• ARTICLE
**********

Modern day e-commerce companies learn and deploy complex search ranking systems, attempting to blend product relevancy with business constraints, usually in the form of rules. For instance, these types of companies may learn and deploy complex search ranking models which, given a query, attempt to order products on page with the end goal of maximizing the likelihood a buyer finds and purchases a product. However, there are often competing objectives beyond relevancy that drive growth or deliver stronger bottom-line performance which are often enforced sub-optimally as hard rules and heuristics. As an additional complication, the objectives of interest are often discontinuous, challenging standard optimization approaches.
Aspects of the technology provide an enhanced ranking approach, including a production grade ranking system capable of learning neural networks which efficiently tradeoff between different business objectives. Real world experiments validate the approach in a large-scale production search engine.
According to one aspect, a computer-implemented ensembling method comprises selecting a set of features in a document associated with a product offered in an online marketplace; applying, by one or more processors of a computing system, at least a first subset of the selected set of features and information about the product from the document to a first relevancy model to generate a first product-based prediction; applying, by the one or more processors of the computing system, at least a second subset of the selected set of features and the first product-based prediction to a second relevancy model different from the first relevancy model to generate a second product-based prediction; applying, by the one or more processors of the computing system, at least a third subset of the selected set of features and the second product-based prediction to an Evolutionary Strategies model to generate an ensemble output optimizing a selected metric associated with the product; and modifying an ordering of product documents based on the ensemble output from the Evolutionary Strategies model.
In one example, the first relevancy model is a linear model. In another example, the second relevancy model is a Gradient Boosted Decision Tree model. In a further example, the Evolutionary Strategies model employs a fully connected two-layer neural network. Here, the fully connected two-layer neural network may be optimized using a multi-objective optimizer. In yet another example, the first relevancy model is a linear model, the second relevancy model is a Gradient Boosted Decision Tree model, and the Evolutionary Strategies model employs a fully connected two-layer neural network.
In another example, the first relevancy model is trained over a first time window and the second relevancy model is trained over a second time window. In this case, the second time window may have a different scale than the first time window. In a further example, the selected metric associated with the product is Gross Merchandise Value (GMV).
In a further example, the method also includes optimizing the Evolutionary Strategies model according to a maximized fitness function. Here, the maximized fitness function may be composed of a linear combination a set of metrics including an average purchase normalized discounted cumulative gain (NDGC) and a median price. And in another example, the first, second and third subsets of the selected set of features are identical.

**********

• STORED RECORDS
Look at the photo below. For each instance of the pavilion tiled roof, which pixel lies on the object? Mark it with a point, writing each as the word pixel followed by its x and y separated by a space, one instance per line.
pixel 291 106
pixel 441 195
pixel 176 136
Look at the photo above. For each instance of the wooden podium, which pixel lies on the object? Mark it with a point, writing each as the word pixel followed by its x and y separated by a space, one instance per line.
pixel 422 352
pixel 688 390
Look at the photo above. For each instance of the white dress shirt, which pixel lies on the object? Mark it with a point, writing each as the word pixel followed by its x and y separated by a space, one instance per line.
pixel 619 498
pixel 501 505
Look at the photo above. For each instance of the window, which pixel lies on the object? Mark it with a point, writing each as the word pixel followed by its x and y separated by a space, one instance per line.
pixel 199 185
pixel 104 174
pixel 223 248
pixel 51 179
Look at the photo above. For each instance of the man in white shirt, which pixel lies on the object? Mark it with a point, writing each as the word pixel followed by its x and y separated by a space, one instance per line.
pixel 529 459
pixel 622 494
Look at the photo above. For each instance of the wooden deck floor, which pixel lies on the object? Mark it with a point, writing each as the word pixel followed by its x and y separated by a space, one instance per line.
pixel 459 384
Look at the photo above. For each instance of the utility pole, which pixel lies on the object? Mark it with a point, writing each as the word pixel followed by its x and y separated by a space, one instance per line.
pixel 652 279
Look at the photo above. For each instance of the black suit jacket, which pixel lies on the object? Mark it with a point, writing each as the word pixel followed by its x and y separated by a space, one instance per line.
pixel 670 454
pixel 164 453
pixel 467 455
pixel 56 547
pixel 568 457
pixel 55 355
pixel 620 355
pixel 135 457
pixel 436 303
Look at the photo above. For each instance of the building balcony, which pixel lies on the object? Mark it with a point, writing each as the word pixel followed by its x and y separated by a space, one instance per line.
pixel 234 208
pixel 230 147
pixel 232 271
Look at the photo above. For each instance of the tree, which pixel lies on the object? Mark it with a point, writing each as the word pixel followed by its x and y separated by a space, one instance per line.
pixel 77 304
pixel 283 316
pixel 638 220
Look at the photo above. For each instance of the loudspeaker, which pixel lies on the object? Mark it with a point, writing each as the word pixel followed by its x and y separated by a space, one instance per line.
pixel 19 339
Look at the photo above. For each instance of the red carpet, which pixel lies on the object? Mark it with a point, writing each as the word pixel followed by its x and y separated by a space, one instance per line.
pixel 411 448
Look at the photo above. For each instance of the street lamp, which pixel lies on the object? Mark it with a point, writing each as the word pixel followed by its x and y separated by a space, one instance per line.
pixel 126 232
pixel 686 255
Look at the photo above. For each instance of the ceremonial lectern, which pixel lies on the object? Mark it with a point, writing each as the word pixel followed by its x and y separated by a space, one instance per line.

**********

• REQUIREMENTS
Which models does the ensembling method in the search ranking text apply, in order? Answer from the search ranking text alone, not from the rows.

• THE SOLUTION
1. First relevancy model
2. Second relevancy model
3. Evolutionary Strategies model